[TASK REQUIREMENTS]: Determine the number of lines below that contain the string "side", and state only that number.

_ _ _

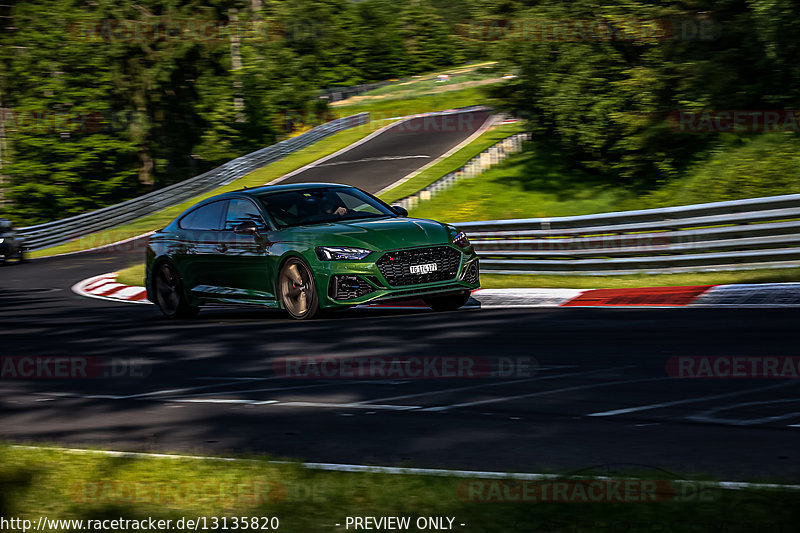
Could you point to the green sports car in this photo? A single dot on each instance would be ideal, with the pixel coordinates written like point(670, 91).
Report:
point(304, 248)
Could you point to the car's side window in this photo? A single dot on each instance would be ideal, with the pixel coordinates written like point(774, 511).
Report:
point(241, 210)
point(208, 217)
point(354, 203)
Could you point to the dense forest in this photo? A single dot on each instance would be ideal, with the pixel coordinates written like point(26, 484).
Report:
point(102, 100)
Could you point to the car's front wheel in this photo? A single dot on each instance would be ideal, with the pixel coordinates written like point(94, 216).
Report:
point(168, 295)
point(449, 302)
point(297, 290)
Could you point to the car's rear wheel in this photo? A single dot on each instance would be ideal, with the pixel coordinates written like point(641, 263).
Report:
point(449, 302)
point(297, 290)
point(169, 296)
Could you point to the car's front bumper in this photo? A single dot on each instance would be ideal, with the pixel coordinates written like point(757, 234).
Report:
point(347, 283)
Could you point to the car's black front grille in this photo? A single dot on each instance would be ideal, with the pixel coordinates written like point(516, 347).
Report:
point(348, 287)
point(396, 266)
point(471, 274)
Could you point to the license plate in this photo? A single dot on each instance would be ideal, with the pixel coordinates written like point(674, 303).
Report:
point(424, 269)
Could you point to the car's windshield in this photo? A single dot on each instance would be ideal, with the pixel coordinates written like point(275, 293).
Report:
point(315, 206)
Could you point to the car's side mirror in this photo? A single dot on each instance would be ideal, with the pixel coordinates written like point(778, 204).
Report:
point(400, 210)
point(248, 227)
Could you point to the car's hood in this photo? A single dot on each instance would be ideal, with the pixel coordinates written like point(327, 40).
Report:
point(380, 234)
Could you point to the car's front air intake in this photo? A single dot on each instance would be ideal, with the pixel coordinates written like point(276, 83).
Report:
point(413, 266)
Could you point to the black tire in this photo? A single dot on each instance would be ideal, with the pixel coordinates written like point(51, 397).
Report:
point(168, 294)
point(449, 302)
point(297, 290)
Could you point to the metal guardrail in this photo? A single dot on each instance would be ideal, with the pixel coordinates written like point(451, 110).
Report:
point(733, 235)
point(60, 231)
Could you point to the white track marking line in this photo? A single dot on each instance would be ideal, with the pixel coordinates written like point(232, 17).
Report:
point(627, 410)
point(541, 393)
point(222, 400)
point(349, 406)
point(135, 396)
point(338, 467)
point(494, 384)
point(271, 389)
point(705, 416)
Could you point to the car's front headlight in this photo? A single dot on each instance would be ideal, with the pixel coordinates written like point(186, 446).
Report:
point(461, 240)
point(341, 253)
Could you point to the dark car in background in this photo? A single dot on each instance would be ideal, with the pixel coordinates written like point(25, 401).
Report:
point(304, 248)
point(12, 246)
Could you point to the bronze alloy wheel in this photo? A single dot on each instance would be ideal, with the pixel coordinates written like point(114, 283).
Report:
point(297, 289)
point(169, 295)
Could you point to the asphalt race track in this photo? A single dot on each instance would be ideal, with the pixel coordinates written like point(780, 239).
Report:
point(403, 148)
point(580, 388)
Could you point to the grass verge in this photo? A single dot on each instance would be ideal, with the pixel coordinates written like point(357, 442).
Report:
point(62, 485)
point(133, 275)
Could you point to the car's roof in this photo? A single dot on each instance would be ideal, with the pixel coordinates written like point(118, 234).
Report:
point(267, 189)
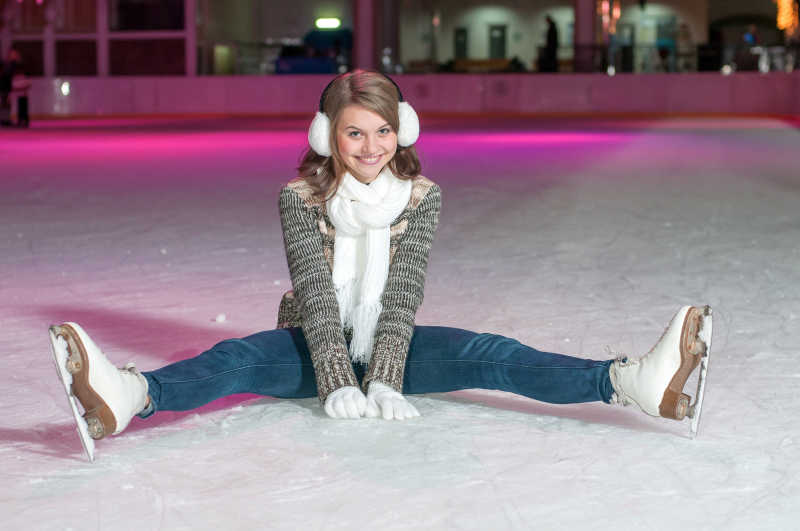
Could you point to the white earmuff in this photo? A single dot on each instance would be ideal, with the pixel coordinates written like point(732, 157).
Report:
point(319, 135)
point(408, 132)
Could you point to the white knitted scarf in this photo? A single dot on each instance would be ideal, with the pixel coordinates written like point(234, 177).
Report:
point(361, 214)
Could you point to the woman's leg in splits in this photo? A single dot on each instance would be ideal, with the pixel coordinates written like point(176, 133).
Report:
point(442, 359)
point(273, 363)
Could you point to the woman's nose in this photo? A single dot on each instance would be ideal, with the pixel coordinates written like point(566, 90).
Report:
point(369, 143)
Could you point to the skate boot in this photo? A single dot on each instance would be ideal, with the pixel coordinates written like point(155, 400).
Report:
point(655, 382)
point(110, 396)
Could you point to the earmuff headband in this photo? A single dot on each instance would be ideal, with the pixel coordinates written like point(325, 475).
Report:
point(319, 131)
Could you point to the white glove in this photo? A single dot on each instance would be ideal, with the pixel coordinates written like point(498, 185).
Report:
point(346, 403)
point(383, 401)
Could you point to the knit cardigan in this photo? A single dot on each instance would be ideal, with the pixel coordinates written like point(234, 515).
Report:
point(309, 237)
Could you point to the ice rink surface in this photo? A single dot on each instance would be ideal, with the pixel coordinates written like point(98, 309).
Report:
point(575, 236)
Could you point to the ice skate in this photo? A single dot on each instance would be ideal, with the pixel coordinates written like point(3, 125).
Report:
point(110, 397)
point(655, 382)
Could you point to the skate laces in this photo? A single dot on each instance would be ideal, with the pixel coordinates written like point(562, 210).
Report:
point(621, 357)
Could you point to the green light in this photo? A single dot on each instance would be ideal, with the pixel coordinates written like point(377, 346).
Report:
point(328, 23)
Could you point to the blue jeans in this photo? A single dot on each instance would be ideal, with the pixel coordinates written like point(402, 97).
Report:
point(440, 359)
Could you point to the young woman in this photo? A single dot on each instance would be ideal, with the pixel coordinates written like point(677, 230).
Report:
point(358, 224)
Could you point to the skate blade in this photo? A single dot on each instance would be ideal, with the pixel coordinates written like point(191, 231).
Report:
point(696, 409)
point(675, 403)
point(60, 357)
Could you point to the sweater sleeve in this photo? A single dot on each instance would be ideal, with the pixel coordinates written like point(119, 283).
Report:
point(403, 294)
point(313, 289)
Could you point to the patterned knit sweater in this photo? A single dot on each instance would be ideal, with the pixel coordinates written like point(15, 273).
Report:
point(309, 236)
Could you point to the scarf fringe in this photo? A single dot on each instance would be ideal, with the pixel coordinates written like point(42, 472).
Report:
point(365, 321)
point(344, 296)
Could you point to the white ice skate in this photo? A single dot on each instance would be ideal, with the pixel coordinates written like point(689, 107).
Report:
point(110, 397)
point(655, 382)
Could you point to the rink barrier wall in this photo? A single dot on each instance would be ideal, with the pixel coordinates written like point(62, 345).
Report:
point(740, 93)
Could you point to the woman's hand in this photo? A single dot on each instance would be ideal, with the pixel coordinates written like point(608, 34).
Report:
point(346, 403)
point(383, 401)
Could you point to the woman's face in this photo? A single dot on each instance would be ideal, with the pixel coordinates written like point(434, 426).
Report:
point(366, 142)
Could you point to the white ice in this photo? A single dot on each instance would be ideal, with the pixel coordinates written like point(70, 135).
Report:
point(568, 235)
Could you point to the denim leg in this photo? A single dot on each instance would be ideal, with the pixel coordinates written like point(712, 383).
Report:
point(274, 363)
point(442, 359)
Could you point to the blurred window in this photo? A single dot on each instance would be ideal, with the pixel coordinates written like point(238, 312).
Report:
point(32, 54)
point(31, 17)
point(150, 57)
point(76, 58)
point(77, 16)
point(146, 15)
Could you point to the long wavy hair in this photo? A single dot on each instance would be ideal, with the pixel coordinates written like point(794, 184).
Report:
point(374, 92)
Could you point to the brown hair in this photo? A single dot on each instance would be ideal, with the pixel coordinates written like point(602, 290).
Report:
point(374, 92)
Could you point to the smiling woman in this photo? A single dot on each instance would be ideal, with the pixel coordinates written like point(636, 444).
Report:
point(366, 142)
point(358, 226)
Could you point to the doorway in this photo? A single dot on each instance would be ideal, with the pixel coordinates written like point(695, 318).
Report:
point(497, 41)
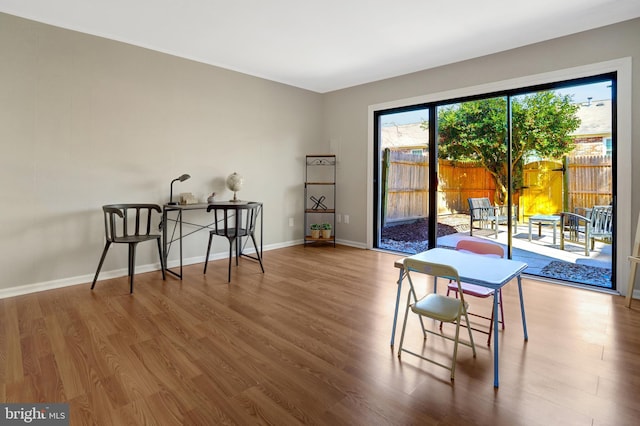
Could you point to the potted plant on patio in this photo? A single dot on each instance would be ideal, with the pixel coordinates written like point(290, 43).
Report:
point(326, 230)
point(315, 230)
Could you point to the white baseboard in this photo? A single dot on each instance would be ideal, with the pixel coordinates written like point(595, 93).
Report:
point(116, 273)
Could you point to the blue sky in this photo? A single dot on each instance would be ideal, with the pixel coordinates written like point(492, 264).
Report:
point(597, 91)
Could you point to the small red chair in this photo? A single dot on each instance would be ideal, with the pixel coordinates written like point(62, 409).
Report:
point(485, 248)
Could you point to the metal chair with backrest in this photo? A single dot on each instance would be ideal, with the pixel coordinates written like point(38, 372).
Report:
point(234, 221)
point(438, 307)
point(634, 259)
point(485, 248)
point(123, 227)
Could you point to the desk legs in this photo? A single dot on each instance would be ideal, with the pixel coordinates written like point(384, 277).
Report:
point(496, 381)
point(524, 318)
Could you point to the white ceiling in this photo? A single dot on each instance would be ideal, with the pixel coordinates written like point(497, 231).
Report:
point(330, 44)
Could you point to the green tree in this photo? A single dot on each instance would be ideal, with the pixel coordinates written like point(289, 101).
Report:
point(476, 131)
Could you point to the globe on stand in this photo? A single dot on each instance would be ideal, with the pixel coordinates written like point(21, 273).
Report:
point(234, 183)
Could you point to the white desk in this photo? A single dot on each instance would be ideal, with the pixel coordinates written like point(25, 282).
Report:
point(179, 209)
point(484, 271)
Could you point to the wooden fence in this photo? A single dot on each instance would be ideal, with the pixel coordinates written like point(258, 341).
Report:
point(405, 186)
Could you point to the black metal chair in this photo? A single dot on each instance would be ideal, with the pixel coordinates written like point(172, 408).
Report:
point(119, 230)
point(234, 221)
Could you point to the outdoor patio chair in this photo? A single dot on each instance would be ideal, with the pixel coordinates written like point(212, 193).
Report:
point(437, 307)
point(481, 210)
point(595, 224)
point(129, 224)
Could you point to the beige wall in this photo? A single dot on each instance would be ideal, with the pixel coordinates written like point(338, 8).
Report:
point(85, 121)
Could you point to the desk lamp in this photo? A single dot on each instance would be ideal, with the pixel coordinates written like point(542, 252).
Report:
point(181, 179)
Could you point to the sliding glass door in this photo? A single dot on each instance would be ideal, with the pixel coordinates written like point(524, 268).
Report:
point(542, 156)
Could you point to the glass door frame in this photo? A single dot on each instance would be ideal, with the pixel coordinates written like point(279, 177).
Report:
point(508, 95)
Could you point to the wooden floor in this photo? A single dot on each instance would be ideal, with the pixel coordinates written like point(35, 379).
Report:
point(307, 342)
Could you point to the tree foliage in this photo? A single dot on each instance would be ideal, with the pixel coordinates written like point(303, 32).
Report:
point(476, 131)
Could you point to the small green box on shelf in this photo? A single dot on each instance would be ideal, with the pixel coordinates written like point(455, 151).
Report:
point(326, 230)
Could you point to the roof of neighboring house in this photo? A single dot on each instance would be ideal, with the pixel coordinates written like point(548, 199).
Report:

_ _ _

[ANSWER SECTION]: 2